## Task
Using the entries below, show all lines with the string "face".

[Materials provided — start]

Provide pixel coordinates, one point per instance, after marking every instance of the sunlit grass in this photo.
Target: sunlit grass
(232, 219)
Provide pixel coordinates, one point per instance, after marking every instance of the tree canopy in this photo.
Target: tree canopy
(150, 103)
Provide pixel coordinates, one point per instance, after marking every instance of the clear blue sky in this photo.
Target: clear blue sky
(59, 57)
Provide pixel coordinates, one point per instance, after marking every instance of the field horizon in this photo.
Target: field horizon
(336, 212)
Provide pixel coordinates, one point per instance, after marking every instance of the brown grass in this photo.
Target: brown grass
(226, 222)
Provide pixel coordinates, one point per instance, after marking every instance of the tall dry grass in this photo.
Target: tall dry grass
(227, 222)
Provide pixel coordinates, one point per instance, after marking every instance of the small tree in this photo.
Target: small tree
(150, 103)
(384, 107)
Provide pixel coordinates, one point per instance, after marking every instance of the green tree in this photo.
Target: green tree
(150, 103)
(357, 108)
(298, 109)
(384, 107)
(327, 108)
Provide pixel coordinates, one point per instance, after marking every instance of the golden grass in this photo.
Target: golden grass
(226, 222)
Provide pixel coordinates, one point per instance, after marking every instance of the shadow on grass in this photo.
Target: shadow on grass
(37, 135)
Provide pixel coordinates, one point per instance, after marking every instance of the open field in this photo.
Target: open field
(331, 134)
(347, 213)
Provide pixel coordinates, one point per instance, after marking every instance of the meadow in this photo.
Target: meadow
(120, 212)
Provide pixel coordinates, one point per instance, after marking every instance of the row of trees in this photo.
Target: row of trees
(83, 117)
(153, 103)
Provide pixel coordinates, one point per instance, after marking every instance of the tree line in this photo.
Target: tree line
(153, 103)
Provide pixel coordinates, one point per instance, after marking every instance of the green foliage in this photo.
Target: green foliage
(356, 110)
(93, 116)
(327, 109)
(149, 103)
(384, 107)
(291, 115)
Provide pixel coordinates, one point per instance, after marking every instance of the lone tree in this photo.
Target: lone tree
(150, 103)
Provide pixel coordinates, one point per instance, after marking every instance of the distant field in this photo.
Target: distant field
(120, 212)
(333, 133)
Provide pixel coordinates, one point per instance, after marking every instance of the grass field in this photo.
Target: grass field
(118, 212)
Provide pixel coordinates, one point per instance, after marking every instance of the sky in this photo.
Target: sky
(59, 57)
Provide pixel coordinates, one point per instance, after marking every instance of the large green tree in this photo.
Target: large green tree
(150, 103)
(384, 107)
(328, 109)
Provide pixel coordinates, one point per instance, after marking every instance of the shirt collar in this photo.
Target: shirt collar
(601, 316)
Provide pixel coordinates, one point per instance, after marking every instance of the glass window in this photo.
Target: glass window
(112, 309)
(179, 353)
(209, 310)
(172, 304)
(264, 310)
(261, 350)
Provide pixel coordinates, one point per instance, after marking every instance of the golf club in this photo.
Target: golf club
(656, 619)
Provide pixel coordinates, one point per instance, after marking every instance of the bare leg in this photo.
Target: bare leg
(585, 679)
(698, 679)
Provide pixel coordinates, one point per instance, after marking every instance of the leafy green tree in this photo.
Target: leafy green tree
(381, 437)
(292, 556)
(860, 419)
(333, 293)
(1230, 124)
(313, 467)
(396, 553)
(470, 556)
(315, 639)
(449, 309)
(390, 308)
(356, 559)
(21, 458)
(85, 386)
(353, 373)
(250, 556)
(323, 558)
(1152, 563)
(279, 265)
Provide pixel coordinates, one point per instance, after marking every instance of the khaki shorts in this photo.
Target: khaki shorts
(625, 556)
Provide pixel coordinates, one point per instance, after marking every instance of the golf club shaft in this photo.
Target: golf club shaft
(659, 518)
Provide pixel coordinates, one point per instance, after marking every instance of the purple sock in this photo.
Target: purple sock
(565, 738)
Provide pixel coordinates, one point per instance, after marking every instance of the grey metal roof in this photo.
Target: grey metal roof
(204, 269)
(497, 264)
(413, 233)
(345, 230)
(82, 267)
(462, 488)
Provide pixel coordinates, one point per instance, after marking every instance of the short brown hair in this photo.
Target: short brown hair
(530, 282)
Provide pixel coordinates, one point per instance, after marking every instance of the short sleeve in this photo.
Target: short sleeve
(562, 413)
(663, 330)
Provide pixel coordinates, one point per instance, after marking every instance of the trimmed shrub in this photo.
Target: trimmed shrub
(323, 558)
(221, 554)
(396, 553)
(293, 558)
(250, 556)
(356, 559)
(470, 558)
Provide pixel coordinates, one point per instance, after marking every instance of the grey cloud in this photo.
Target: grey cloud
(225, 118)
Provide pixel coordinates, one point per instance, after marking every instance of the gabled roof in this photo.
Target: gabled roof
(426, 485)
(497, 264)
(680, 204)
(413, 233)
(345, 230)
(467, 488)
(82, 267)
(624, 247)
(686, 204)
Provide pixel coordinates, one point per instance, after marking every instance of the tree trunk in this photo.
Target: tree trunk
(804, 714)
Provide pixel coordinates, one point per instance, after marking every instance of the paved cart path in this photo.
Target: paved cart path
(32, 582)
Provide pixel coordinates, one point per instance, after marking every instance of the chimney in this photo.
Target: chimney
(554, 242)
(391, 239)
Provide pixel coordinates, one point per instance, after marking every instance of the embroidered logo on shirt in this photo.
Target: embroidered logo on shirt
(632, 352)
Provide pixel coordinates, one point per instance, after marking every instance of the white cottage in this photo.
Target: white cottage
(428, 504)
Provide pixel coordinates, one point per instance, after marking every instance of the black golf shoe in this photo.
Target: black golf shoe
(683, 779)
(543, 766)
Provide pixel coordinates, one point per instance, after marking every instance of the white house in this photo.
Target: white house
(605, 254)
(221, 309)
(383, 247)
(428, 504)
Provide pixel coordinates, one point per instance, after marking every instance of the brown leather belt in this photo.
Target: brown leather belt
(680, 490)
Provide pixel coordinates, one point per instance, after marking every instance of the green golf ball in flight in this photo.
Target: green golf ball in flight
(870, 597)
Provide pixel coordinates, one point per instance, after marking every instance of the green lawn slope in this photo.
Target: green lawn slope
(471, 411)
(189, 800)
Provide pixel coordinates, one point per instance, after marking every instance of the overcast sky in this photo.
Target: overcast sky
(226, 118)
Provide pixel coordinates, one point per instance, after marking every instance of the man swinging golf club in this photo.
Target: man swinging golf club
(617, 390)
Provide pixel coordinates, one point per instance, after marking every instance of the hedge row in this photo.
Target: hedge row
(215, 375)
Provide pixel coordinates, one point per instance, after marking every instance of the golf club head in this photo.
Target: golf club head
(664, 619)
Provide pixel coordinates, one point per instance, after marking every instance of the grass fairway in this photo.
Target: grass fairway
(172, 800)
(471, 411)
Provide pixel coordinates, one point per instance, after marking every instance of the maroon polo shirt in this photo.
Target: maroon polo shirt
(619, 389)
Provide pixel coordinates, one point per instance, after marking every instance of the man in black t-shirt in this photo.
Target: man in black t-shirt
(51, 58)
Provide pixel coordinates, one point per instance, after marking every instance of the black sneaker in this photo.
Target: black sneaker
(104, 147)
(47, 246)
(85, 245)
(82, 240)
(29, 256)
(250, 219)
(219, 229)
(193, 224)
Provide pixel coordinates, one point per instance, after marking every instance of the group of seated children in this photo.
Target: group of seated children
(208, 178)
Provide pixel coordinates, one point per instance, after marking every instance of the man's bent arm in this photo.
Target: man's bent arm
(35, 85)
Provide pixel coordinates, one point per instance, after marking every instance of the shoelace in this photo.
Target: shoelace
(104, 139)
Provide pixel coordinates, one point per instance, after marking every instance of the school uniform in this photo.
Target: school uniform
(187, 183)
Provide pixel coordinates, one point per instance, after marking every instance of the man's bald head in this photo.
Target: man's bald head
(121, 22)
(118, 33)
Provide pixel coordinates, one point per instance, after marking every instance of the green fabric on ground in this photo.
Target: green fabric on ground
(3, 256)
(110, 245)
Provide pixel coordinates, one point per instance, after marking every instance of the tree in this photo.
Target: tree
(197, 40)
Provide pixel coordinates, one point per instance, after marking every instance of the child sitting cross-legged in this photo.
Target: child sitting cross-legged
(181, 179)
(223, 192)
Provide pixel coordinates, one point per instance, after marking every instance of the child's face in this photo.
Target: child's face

[Materials provided — finish]

## Written reply
Provide pixel coordinates, one point per instance, after marking every instance of the child's face in this photo.
Target: child's face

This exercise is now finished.